=== Goal ===
Reproduce the data word for word, starting with its first line and ending with the line that contains "Target: stone building", both lines included.

Pointing records for named objects
● ● ● ●
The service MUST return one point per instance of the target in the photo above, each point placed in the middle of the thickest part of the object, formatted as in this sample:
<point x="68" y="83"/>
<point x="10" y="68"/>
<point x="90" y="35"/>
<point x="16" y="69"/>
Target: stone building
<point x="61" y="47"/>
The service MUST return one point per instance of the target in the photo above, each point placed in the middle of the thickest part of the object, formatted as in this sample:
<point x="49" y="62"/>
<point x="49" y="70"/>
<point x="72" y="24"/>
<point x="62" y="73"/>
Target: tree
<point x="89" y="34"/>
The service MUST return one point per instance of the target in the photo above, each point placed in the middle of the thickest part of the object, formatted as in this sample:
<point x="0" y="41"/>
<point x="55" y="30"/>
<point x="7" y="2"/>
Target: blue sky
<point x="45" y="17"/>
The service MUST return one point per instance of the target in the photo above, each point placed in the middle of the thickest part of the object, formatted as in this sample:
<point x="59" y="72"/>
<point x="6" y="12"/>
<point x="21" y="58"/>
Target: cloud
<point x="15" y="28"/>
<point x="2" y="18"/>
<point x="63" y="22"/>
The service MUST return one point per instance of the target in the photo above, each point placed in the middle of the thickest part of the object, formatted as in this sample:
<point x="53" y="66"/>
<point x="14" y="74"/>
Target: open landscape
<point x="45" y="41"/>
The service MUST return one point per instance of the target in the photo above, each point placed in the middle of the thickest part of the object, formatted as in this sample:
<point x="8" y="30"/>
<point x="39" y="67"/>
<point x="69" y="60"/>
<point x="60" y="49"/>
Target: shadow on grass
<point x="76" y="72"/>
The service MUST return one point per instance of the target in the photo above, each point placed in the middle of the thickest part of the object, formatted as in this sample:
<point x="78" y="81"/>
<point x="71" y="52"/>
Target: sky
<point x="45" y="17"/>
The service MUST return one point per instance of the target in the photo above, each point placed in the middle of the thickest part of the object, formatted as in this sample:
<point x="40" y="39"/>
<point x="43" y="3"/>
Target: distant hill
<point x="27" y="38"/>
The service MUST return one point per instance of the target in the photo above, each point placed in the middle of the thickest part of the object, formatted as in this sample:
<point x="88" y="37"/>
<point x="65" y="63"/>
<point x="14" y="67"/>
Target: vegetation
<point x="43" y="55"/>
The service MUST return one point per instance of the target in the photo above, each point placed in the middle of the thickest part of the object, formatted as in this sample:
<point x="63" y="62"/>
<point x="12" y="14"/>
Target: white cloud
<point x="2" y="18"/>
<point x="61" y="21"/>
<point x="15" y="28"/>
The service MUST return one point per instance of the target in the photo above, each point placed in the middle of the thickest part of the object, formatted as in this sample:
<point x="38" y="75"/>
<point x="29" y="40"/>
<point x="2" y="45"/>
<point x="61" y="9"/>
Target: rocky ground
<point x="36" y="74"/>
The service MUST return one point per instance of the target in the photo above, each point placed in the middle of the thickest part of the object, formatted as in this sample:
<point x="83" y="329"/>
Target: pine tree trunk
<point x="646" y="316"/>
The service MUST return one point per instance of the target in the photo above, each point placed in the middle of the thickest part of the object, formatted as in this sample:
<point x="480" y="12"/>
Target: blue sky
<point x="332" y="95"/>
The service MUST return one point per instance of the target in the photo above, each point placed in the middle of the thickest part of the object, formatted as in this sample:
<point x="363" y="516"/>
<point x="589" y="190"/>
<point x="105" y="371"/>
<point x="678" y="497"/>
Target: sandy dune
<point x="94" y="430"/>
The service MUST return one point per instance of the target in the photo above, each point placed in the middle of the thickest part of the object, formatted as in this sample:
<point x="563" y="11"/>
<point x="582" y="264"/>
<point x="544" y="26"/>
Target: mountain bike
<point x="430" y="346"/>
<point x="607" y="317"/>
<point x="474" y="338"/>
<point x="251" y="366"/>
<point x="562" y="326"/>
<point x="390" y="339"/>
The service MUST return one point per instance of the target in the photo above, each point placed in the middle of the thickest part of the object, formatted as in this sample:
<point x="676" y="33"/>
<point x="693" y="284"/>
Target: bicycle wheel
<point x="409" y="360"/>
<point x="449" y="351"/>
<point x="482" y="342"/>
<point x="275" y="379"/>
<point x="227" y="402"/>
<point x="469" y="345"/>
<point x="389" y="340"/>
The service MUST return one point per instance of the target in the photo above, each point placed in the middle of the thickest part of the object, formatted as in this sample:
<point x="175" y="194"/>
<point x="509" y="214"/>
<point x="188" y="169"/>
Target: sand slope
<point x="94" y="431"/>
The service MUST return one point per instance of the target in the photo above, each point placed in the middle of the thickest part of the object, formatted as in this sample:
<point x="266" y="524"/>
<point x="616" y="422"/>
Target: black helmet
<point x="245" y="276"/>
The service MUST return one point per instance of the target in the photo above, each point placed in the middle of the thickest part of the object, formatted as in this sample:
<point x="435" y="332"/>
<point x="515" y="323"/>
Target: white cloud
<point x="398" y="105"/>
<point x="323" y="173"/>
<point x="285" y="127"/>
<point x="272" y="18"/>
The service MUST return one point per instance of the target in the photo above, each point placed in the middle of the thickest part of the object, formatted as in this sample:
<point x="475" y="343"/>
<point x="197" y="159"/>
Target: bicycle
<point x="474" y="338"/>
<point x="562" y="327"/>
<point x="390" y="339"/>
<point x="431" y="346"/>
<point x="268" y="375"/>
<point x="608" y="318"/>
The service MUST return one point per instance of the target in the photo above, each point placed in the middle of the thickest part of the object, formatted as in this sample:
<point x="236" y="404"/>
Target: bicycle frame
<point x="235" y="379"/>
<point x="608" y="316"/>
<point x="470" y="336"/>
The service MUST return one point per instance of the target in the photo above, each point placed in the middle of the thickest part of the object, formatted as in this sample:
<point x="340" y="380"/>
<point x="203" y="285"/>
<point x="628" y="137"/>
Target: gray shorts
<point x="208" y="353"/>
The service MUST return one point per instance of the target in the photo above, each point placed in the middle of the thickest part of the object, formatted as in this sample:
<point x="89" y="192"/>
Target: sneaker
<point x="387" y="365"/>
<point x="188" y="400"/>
● ● ● ●
=== Result of the exercise ===
The service MUST return one point per instance of the target in the photo above, each point placed in the middle of the thickest part of the object, formatted as in this sample:
<point x="68" y="83"/>
<point x="10" y="68"/>
<point x="90" y="35"/>
<point x="16" y="69"/>
Target: stone building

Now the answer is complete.